## Dataset extract

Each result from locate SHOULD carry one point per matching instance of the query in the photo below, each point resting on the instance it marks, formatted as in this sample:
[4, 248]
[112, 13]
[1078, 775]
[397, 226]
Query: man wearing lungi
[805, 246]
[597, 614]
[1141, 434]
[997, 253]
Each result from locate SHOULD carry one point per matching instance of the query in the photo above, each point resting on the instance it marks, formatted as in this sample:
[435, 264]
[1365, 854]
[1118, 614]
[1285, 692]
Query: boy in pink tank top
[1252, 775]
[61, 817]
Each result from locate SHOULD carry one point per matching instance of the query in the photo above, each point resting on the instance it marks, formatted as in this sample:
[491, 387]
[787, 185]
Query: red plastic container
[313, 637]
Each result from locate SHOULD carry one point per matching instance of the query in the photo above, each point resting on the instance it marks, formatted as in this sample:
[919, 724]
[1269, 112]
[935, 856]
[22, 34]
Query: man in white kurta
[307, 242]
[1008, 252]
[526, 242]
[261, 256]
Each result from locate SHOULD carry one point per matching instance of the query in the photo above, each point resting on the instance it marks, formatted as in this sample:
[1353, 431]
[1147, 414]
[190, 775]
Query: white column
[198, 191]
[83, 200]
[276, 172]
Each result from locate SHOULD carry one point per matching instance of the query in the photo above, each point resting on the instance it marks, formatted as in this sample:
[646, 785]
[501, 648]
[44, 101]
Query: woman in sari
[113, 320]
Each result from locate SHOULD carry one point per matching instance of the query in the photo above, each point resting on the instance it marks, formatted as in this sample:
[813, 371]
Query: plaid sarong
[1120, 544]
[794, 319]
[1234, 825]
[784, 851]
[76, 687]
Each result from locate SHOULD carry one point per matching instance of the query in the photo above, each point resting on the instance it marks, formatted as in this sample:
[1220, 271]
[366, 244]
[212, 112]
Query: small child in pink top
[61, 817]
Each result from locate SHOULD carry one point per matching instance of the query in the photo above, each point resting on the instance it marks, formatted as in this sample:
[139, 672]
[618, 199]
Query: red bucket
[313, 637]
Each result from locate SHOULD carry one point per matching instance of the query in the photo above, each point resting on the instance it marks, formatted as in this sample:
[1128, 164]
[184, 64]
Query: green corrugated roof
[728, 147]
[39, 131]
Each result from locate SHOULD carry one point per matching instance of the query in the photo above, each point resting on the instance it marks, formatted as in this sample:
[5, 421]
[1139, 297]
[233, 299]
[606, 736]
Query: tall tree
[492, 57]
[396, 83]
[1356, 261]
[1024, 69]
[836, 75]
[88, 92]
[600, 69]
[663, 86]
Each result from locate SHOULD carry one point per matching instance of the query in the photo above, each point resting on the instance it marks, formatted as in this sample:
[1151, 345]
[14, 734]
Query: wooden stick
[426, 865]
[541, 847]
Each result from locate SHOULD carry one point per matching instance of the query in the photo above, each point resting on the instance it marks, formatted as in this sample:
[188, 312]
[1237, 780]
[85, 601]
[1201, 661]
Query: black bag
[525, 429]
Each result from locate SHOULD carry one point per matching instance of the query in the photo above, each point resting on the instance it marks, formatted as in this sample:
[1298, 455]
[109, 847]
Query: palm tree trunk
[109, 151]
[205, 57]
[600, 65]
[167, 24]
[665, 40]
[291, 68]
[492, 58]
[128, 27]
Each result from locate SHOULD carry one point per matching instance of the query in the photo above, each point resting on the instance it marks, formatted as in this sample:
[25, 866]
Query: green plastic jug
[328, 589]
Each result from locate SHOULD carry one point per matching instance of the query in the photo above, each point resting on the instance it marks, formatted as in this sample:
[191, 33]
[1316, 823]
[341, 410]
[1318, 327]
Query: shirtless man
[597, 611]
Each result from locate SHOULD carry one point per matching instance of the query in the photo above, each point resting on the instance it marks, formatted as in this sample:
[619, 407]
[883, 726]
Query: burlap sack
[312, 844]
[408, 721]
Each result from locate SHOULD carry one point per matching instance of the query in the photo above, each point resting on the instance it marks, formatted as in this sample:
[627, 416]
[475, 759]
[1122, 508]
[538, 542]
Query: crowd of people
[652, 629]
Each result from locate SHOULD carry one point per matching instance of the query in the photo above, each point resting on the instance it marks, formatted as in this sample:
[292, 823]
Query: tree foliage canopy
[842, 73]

## Task instructions
Pull out every line of the records above that contains the word "plastic", and list only those lines.

## Answer below
Query: red plastic container
Query: green plastic jug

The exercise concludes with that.